ADR 0004: Minimal API Host; MediatR and Controller Stack Deferred

Status

Accepted

Context and Problem Statement

The API host needs a request routing and handler dispatch mechanism. ASP.NET Core offers two established models: the traditional Controller stack (attribute routing, action filters, model binding conventions) and the newer Minimal API model (route delegates, direct DI injection, no controller base class).

A separate but related question: should a mediator library (MediatR) be introduced from the start to decouple endpoints from handler types?

Both choices affect how much framework infrastructure exists on day one and how much has to be justified by actual complexity.

Decision Drivers

• Milestone 1 has a small, stable endpoint surface (four routes, one aggregate).
• Every layer of indirection should be justified by a concrete problem it solves, not by anticipated future needs.
• Handlers are already decoupled from HTTP concerns by the application layer boundary — additional dispatch indirection does not add isolation.
• The architecture should make it easy to add MediatR or Controllers later if the need becomes concrete.

Considered Options

Option A — Minimal API with handlers injected directly (Selected)

Endpoints are defined as static methods in a RouteGroupBuilder extension class. Handler types (CreateTicketHandler, GetTicketByIdHandler, …) are injected directly as endpoint parameters by the framework's DI-aware parameter binding. No mediator interface sits between the endpoint and the handler.

Option B — Minimal API with MediatR from day one

Same routing approach, but endpoints call ISender.Send(command) instead of invoking handlers directly. Enables cross-cutting pipeline behaviours (IPipelineBehavior<,>) without changing endpoint code, but introduces a registration layer and an indirection cost before any pipeline behaviour is actually needed.

Option C — ASP.NET Core Controllers from day one

Attribute-routed controllers with constructor injection. Established pattern with broad tooling support, but brings a base class, action filter pipeline, and model binding conventions that add ceremony before the project has the complexity to justify them.

Decision Outcome

Chosen option: Option A — Minimal API with handlers injected directly.

- DATASET ENTRIES:
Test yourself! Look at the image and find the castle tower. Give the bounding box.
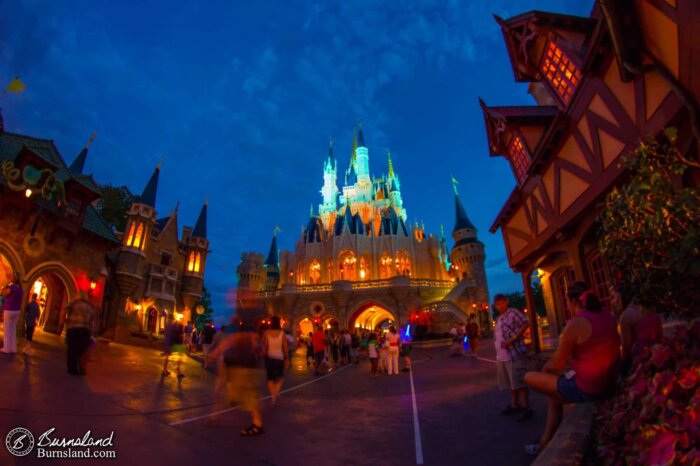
[263,229,280,291]
[117,161,160,296]
[312,139,339,229]
[387,151,407,221]
[450,181,489,308]
[182,200,209,321]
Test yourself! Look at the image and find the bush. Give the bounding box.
[595,322,700,465]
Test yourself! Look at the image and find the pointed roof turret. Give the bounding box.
[452,191,476,233]
[138,162,163,207]
[192,197,209,238]
[68,131,97,175]
[265,228,280,267]
[357,121,367,147]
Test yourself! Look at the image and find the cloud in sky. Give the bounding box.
[0,0,592,320]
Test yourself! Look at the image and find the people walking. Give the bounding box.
[209,321,265,437]
[263,316,289,405]
[494,294,533,421]
[467,314,480,358]
[386,325,401,375]
[24,293,41,356]
[311,325,327,375]
[1,272,24,354]
[367,333,379,377]
[525,282,620,455]
[202,320,216,369]
[65,298,95,375]
[161,320,187,379]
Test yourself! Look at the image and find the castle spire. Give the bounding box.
[357,120,367,147]
[452,188,476,233]
[139,160,163,207]
[386,149,394,178]
[68,131,97,175]
[192,196,209,238]
[265,232,280,267]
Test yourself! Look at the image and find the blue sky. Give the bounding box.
[0,0,593,315]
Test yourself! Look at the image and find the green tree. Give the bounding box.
[192,286,214,329]
[599,129,700,318]
[97,184,136,231]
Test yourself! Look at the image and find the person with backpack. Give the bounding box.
[161,320,187,380]
[350,332,360,364]
[209,319,265,437]
[467,314,481,358]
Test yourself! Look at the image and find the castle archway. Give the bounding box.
[25,262,78,334]
[348,301,398,330]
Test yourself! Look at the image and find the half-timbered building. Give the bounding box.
[481,0,700,348]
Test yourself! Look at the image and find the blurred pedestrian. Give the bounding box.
[386,325,401,375]
[467,314,480,357]
[65,298,95,375]
[209,322,265,437]
[1,272,24,354]
[24,293,41,356]
[161,320,187,379]
[263,316,289,405]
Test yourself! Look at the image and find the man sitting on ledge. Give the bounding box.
[525,282,620,455]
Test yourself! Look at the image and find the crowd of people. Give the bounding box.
[494,281,662,455]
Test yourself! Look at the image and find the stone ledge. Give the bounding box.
[532,403,595,466]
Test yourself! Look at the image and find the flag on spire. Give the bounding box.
[5,76,26,94]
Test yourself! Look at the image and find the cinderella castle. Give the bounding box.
[236,126,490,334]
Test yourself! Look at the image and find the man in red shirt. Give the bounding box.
[311,325,326,375]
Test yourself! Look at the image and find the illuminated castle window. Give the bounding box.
[508,136,530,184]
[395,251,411,275]
[187,251,202,273]
[540,41,581,104]
[309,259,321,284]
[360,256,371,280]
[338,249,357,281]
[379,253,394,278]
[126,222,136,246]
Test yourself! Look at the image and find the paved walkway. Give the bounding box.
[0,333,545,466]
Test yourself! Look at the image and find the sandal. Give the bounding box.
[525,442,543,456]
[241,424,265,437]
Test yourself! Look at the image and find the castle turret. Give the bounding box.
[318,139,339,228]
[182,200,209,320]
[117,163,160,296]
[68,132,97,175]
[263,229,280,291]
[450,181,489,305]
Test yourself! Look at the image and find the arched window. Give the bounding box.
[126,222,136,246]
[396,251,411,275]
[338,249,357,281]
[133,222,143,249]
[358,256,372,280]
[309,259,321,284]
[379,253,394,278]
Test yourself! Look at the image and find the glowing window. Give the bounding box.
[133,222,143,249]
[194,252,202,272]
[540,41,581,103]
[187,251,195,272]
[508,136,530,184]
[309,259,321,284]
[126,222,136,246]
[338,249,357,281]
[379,253,394,278]
[394,251,411,275]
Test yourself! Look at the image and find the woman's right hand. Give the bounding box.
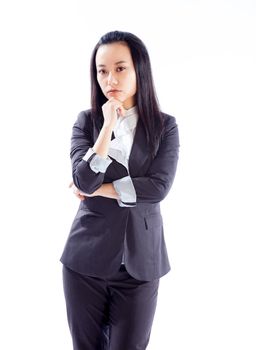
[102,97,125,130]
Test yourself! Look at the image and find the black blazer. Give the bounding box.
[60,110,179,281]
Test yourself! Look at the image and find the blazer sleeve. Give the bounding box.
[70,110,112,194]
[113,116,180,206]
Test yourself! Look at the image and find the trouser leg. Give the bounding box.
[109,269,159,350]
[63,265,110,350]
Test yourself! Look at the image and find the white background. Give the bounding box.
[0,0,256,350]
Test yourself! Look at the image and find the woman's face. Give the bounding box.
[95,42,136,109]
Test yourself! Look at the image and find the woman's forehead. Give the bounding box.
[95,42,132,66]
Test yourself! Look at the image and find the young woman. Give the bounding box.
[61,31,179,350]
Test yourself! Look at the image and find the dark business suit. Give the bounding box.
[61,110,179,350]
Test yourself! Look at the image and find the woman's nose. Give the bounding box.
[108,72,118,85]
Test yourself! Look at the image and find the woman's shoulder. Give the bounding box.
[161,112,178,131]
[161,112,176,125]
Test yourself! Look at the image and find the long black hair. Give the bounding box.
[90,31,163,156]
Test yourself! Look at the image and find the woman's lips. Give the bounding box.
[107,90,121,95]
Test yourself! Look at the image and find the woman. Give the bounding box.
[61,31,179,350]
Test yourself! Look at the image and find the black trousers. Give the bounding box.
[63,265,159,350]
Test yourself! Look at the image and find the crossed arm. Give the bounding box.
[71,112,179,206]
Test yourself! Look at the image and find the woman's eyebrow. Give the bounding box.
[97,61,127,67]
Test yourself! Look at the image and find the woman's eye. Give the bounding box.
[117,67,125,72]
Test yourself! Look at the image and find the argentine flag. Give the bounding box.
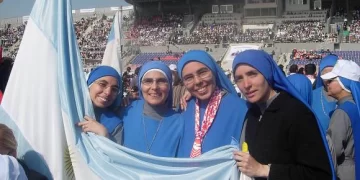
[0,0,97,180]
[101,11,123,74]
[0,0,239,180]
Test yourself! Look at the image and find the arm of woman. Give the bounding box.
[78,116,109,137]
[269,108,332,180]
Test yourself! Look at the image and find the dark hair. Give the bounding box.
[134,66,141,75]
[298,67,304,74]
[171,71,182,86]
[289,64,299,73]
[131,86,139,92]
[305,64,316,75]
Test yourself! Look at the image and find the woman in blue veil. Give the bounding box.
[233,50,336,180]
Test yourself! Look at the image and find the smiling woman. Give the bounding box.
[78,66,123,144]
[121,61,183,157]
[178,50,247,157]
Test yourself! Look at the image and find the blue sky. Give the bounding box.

- DO THIS: Write the next part of the decision record on choosing a Minimal API host over MediatR and controllers, starting right after its final sentence.

- EXPECTED ANSWER:
Why this trade-off makes sense for this project

• The handler injection is already DI-decoupled. The endpoint calls handler.HandleAsync(command, ct) — the same interface regardless of whether the handler is a direct type or behind a mediator. Swapping to MediatR later requires changing the endpoint call site, not the handler or its tests.
• No pipeline behaviour is needed yet. MediatR's main value is IPipelineBehavior<,> for cross-cutting concerns (logging, validation, auth). In Milestone 1 these are handled per-handler or at the middleware level. Adding a pipeline before there is something to put in it creates infrastructure debt, not capital.
• Minimal API keeps the routing surface explicit. All four endpoints are defined in one file (TicketsEndpoints.cs) with their OpenAPI metadata co-located. There is no magic from attribute scanning or convention-based route discovery.
• The over-engineering boundary is the same as in ADR 0001. Structural layers (Domain / Application / Adapters) are non-negotiable. Framework layers inside the adapter are deferred until complexity demands them.

CQRS scope clarification

This project applies lightweight CQRS:

• Commands and queries are modeled separately in the Application layer.
• Each use case has a dedicated handler with an explicit HandleAsync(...) call site.
• Minimal API endpoints map HTTP requests to commands or queries and inject the concrete handler directly from DI.

This project does not currently apply the heavier CQRS variants often seen in larger systems:

• no MediatR request dispatch layer
• no IPipelineBehavior<,> request pipeline
• no separate read database or projection process
• no eventual consistency between independent read and write models

That omission is intentional. For a reference/showcase project, the current scope makes the read/write boundary visible without adding infrastructure that solves no current problem.

Consequences

Positive Consequences

• Endpoint definitions are short and explicit: route, handler call, result mapping.
• Handler types are registered as plain scoped services — no mediator assembly scanning or marker interface required.
• Adding a new endpoint means adding one method; no controller class to locate or extend.

Negative Consequences

• Every endpoint must explicitly inject each handler it needs. If an endpoint grows to orchestrate multiple handlers, the parameter list grows with it.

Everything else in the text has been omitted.